Книга с продолжением
Аватар Издательство BAbookИздательство BAbook

Евгений Фельдман. Мечтатели против космонавтов

Дорогие читатели!

По вашим просьбам мы возобновляем публикацию книги Евгения Фельдмана  «Мечтатели против космонавтов» в рубрике Книга с продолжением. Книга будет публиковаться долго, больше месяца. Напомним, что эту рубрику мы специально сделали для российских читателей, которые лишены возможности покупать хорошие книжки хороших авторов. Приходите каждый день, читайте небольшими порциями совершенно бесплатно. А у кого есть возможность купить книгу полностью – вам повезло больше, потому что вы можете купить эту книгу и в аудиоверсии, и в бумажном виде и даже с автографом автора!

Читайте, оставляйте восторженные комментарии!

Редакция Книжного клуба Бабук


Глава 29. «Мы ненавидим тебя бесплатно».

☆ ☆ ☆ ☆ ☆

- **ВАШИ ЗАДАНИЯ**:
(a) Для кого, согласно тексту о книге «Мечтатели против космонавтов», редакция создала рубрику «Книга с продолжением»?
(b) Продолжите текст о книге «Мечтатели против космонавтов» после его последней строки.

Записи данных:
☆ ☆ ☆ ☆ ☆

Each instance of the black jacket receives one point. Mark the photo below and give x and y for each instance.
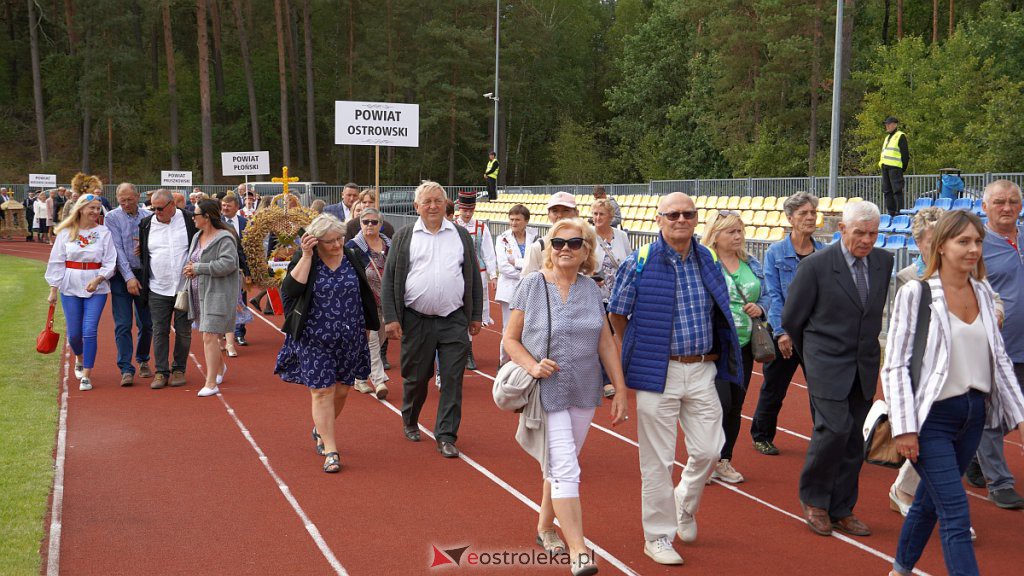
(143, 245)
(298, 297)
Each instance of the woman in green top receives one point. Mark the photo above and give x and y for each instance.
(748, 299)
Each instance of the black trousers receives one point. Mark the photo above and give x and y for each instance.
(778, 374)
(732, 398)
(832, 470)
(421, 337)
(892, 189)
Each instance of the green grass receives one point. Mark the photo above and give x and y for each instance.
(28, 413)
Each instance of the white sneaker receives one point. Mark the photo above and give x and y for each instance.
(660, 550)
(724, 471)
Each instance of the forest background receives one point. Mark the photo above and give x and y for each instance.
(591, 90)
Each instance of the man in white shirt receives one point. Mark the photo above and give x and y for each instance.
(433, 294)
(164, 238)
(487, 262)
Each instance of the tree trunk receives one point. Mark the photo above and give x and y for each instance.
(286, 156)
(307, 37)
(37, 81)
(293, 65)
(204, 91)
(812, 139)
(218, 68)
(247, 65)
(172, 84)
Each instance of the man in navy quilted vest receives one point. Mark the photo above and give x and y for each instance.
(670, 310)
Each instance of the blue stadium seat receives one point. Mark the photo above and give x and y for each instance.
(895, 242)
(923, 202)
(901, 223)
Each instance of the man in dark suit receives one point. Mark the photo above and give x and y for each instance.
(431, 295)
(834, 316)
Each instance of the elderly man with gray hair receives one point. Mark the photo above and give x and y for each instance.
(164, 238)
(834, 317)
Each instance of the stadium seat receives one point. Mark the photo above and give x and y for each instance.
(921, 204)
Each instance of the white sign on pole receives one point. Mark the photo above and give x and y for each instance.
(175, 178)
(359, 123)
(245, 163)
(42, 180)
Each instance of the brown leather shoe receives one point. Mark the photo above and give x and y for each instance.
(850, 525)
(817, 520)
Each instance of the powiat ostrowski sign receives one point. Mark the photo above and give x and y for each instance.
(359, 123)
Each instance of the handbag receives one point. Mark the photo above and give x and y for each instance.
(762, 343)
(880, 447)
(507, 395)
(47, 340)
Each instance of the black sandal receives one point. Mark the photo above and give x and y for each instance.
(333, 463)
(320, 444)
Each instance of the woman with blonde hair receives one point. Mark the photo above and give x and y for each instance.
(562, 300)
(748, 300)
(82, 261)
(966, 382)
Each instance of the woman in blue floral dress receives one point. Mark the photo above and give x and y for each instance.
(328, 309)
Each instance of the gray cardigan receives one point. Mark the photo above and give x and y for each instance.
(218, 283)
(396, 270)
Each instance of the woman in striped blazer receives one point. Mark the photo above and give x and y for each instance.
(967, 380)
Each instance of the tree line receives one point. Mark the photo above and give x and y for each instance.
(590, 90)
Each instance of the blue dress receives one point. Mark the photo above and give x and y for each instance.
(333, 346)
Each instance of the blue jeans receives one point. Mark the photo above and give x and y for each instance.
(121, 305)
(947, 441)
(82, 317)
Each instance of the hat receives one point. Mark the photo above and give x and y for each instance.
(561, 199)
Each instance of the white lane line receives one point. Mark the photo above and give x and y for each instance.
(523, 498)
(56, 507)
(310, 527)
(841, 537)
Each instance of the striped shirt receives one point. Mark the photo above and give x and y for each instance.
(692, 325)
(908, 410)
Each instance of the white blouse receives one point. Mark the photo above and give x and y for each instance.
(93, 245)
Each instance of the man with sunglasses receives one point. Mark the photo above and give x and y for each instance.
(672, 361)
(126, 291)
(164, 238)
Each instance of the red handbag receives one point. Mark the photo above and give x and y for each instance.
(47, 339)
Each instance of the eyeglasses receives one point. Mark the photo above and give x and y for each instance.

☆ ☆ ☆ ☆ ☆

- **ОТВЕТЫ**:
(a) Редакция создала эту рубрику специально для российских читателей, которые лишены возможности покупать хорошие книжки хороших авторов.

(b)
Продолжение

Из-за страха депортации я старался лишний раз не выходить из квартиры. Крупных акций в Минске не было уже полтора дня, поэтому мне начало казаться, что в Беларуси установилось жутковатое затишье. Это была иллюзия: стоило мне выбраться на улицу, как я увидел вялое шествие сторонников Лукашенко. Сотни скучных людей тянулись по тротуару с типовыми плакатами в руках, и вдруг перед ними затормозила велосипедистка. Девушка достала из рюкзака бело-красно-белый флаг и развернула его прямо перед скривившимися лицами лоялистов.

Тем же вечером тысячи людей выстроились живой цепью на пятнадцать километров, от изолятора на Окрестина до опушки леса на краю Минска, где в тридцатых годах НКВД проводил массовые расстрелы.

Я ехал на машине вдоль маршрута акции и видел, как исписанные граффити окраины города («Нас унизили и растерзали») становились фоном для бесконечной цепи людей, тянущейся через промзоны и частный сектор. Водители не отрывали рук от клаксонов. Люди вокруг были не столько злы, сколько удивлены жестокостью государства. На митингах минчане снимали обувь, залезая на скамейки, — и вдруг они узнали, что рядом живут настоящие палачи.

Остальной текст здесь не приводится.